-- Extracted text --
┏━━

Lisa Skeete Tatum: My family is first always, period. I’m so fortunate to have two amazing boys and an amazing husband and nothing is worth sacrificing that. [But] just because your family is a priority that does not mean you do not want to do well [in your career]. That doesn’t mean you don’t want to grow and contribute. It’s not an either or.
I do things that one, furthers my passion. And two, I know where I can make a difference. I think what happens is early on people say yes to a lot of things. It may not be something they’re passionate about, or they can make a difference, but that’s my lens. Does it fit with my personal values? Everything is a tradeoff.
Whatever you do, you have to believe in it. You have to believe that your presence makes a difference. And given my DNA, when I’m in, I am all in. There’s got to be something that at the end of that I have somehow made a difference or brought a contribution, and that it gives me joy because it’s something that I believe in. That’s how I chose my board, starting Landit or even contributing at my son’s school. I do it because I believe it in and I hope that my presence makes a difference.

┗━━

-- Tasks for this exercise --
a. Reproduce the Lisa Skeete Tatum excerpt word for word, from "I do things" to "is a tradeoff.".
b. Answer these questions using the Lisa Skeete Tatum excerpt:
(i) How many sons does she have?
(ii) What does she say people tend to do early on?
(iii) What does she name as something she started?
c. Pick up the Lisa Skeete Tatum excerpt after its last sentence and continue it in the same voice.

-- Data to examine --
┏━━

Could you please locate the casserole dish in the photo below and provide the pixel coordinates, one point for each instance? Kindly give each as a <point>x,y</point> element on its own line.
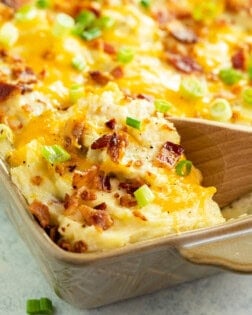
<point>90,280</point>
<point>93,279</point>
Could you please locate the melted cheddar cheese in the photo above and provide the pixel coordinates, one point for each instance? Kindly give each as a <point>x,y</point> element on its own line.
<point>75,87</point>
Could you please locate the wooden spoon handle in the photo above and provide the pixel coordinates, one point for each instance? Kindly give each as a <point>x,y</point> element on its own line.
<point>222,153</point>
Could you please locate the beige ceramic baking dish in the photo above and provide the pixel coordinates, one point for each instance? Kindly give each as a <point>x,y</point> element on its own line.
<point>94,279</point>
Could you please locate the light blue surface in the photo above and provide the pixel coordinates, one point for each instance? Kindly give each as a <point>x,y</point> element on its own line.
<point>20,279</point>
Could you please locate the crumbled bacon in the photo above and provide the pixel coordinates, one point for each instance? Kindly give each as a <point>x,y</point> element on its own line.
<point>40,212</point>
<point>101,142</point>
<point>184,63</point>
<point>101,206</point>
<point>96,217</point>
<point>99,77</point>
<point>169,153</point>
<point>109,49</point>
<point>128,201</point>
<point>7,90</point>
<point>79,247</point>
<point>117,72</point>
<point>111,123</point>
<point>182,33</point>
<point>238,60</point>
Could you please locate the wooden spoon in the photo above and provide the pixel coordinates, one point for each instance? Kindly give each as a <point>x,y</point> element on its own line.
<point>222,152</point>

┗━━

-- Response list --
a.
I do things that one, furthers my passion. And two, I know where I can make a difference. I think what happens is early on people say yes to a lot of things. It may not be something they’re passionate about, or they can make a difference, but that’s my lens. Does it fit with my personal values? Everything is a tradeoff.

b.
(i) Two.
(ii) They say yes to a lot of things.
(iii) Landit.

c.
Her Agenda: What is the one piece of advice you would give to younger Lisa, when it comes to life and career?
Lisa Skeete Tatum: Build and nurture your network, period! Have your mentor, sponsor, point expert. Tend to the care, feeding and reciprocation of that network. Be okay with taking risks. That’s where the learning is, and [that’s where the] opportunity is and often people are reluctant to do that. You’ve got to be willing to take a risk — a calculated risk. You’ve got to put yourself out there.
Her Agenda: There has been a pressure of diversity and inclusion that companies are getting. However, we want to make sure that it’s not forced and it doesn’t become disingenuous. How can one be sure that a company is genuinely hiring them and not just trying to fulfill a ratio?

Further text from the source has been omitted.